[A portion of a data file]
________________________________________
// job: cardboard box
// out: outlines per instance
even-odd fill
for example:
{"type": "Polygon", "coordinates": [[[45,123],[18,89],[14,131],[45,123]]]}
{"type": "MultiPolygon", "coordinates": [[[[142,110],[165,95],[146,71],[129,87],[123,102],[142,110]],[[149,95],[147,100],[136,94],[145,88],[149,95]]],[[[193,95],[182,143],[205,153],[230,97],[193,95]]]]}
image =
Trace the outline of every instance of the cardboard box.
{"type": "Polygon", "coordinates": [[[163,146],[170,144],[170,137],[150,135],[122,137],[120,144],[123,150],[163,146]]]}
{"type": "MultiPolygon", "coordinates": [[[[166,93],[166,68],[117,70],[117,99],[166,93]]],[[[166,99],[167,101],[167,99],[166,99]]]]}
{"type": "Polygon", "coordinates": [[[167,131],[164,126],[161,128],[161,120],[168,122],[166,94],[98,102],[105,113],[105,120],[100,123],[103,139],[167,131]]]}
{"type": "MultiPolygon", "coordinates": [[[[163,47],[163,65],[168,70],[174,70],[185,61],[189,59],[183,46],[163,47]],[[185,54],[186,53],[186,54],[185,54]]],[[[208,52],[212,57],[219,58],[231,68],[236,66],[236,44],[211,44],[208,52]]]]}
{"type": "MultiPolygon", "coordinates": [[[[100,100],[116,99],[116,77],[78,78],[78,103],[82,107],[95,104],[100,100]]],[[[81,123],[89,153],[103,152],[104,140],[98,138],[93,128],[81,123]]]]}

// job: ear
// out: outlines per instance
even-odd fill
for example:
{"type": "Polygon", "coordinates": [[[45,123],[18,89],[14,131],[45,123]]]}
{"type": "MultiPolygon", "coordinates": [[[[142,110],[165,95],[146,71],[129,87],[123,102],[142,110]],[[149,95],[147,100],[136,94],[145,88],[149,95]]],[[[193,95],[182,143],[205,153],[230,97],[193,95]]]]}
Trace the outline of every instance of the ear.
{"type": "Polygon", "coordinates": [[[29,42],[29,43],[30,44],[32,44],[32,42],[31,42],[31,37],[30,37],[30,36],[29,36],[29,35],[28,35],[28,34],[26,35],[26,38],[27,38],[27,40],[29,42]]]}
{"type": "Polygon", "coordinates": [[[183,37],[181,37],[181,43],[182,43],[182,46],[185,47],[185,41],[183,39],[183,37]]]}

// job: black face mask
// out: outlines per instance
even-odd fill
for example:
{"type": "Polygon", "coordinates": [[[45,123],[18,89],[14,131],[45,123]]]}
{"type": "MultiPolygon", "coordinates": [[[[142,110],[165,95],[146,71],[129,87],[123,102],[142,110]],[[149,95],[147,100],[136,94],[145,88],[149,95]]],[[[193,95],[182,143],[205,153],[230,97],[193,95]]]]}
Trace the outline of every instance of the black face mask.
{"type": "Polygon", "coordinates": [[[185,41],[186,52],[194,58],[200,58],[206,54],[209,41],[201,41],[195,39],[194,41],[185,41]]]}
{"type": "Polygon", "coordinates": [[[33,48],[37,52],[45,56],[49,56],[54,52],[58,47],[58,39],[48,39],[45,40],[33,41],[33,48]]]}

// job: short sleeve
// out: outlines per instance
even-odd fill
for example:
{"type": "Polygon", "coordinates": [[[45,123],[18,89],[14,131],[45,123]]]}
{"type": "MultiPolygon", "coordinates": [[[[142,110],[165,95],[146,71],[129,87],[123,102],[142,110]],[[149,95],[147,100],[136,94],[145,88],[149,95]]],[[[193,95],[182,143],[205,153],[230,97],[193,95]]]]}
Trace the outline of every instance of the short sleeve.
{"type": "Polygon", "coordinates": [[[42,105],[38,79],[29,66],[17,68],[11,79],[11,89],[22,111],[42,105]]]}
________________________________________
Rewrite all of the material above as a numbered list with one line per item, dropping the blank lines.

**Response to this task:**
1. // job: cardboard box
2. // out: outlines per instance
3. even-odd fill
4. for example:
5. {"type": "Polygon", "coordinates": [[[45,123],[18,89],[14,131],[45,123]]]}
6. {"type": "MultiPolygon", "coordinates": [[[[142,110],[165,95],[146,71],[129,87],[123,102],[142,110]],[[149,95],[147,100],[136,94],[145,88],[149,95]]],[[[193,95],[182,143],[205,153],[230,97],[193,95]]]]}
7. image =
8. Trace the outline of every instance of the cardboard box.
9. {"type": "Polygon", "coordinates": [[[163,146],[170,144],[170,137],[150,135],[122,137],[120,144],[123,150],[163,146]]]}
10. {"type": "MultiPolygon", "coordinates": [[[[166,93],[166,68],[117,70],[117,99],[166,93]]],[[[166,99],[167,101],[167,99],[166,99]]]]}
11. {"type": "Polygon", "coordinates": [[[167,131],[164,126],[161,128],[161,120],[168,122],[166,94],[98,102],[105,113],[105,120],[100,123],[103,139],[167,131]]]}
12. {"type": "MultiPolygon", "coordinates": [[[[163,47],[163,65],[168,70],[174,70],[185,61],[189,59],[183,46],[163,47]],[[185,54],[186,53],[186,54],[185,54]]],[[[208,52],[212,57],[219,58],[231,68],[236,66],[236,44],[211,44],[208,52]]]]}
13. {"type": "MultiPolygon", "coordinates": [[[[100,100],[116,99],[116,77],[78,78],[78,103],[82,107],[95,104],[100,100]]],[[[81,123],[89,153],[103,152],[104,140],[98,138],[93,128],[81,123]]]]}
14. // job: ear
15. // out: outlines per instance
16. even-odd fill
17. for example:
18. {"type": "Polygon", "coordinates": [[[45,123],[18,89],[14,131],[45,123]]]}
19. {"type": "MultiPolygon", "coordinates": [[[[142,110],[165,95],[146,71],[129,87],[123,102],[142,110]],[[149,95],[147,100],[136,94],[145,88],[149,95]]],[[[193,95],[182,143],[205,153],[230,97],[193,95]]]]}
20. Trace the outline of every instance of the ear.
21. {"type": "Polygon", "coordinates": [[[29,42],[29,43],[30,44],[32,44],[32,42],[31,42],[31,37],[30,37],[30,36],[29,36],[29,35],[28,35],[28,34],[26,35],[26,38],[27,38],[27,40],[29,42]]]}
22. {"type": "Polygon", "coordinates": [[[183,37],[181,37],[181,43],[182,43],[182,46],[185,47],[185,41],[183,39],[183,37]]]}
23. // job: black face mask
24. // out: outlines per instance
25. even-odd fill
26. for example:
27. {"type": "Polygon", "coordinates": [[[45,123],[18,89],[14,131],[45,123]]]}
28. {"type": "MultiPolygon", "coordinates": [[[[142,110],[165,95],[146,71],[129,87],[123,102],[142,110]],[[149,95],[147,100],[136,94],[145,88],[149,95]]],[[[193,95],[182,143],[205,153],[230,97],[193,95]]]]}
29. Trace the outline of every instance of the black face mask.
30. {"type": "Polygon", "coordinates": [[[185,41],[186,52],[194,58],[200,58],[206,54],[209,41],[201,41],[195,39],[194,41],[185,41]]]}
31. {"type": "Polygon", "coordinates": [[[33,48],[37,52],[45,56],[49,56],[54,52],[58,47],[58,39],[48,39],[45,40],[33,41],[33,48]]]}
32. // job: short sleeve
33. // out: outlines per instance
34. even-odd fill
35. for example:
36. {"type": "Polygon", "coordinates": [[[45,123],[18,89],[14,131],[45,123]]]}
37. {"type": "MultiPolygon", "coordinates": [[[[142,110],[165,95],[146,71],[129,87],[123,102],[142,110]],[[149,95],[147,100],[136,94],[145,88],[149,95]]],[[[193,95],[182,143],[205,153],[230,97],[193,95]]]]}
38. Trace the outline of every instance of the short sleeve.
39. {"type": "Polygon", "coordinates": [[[42,105],[38,79],[29,66],[17,68],[11,79],[11,89],[22,111],[42,105]]]}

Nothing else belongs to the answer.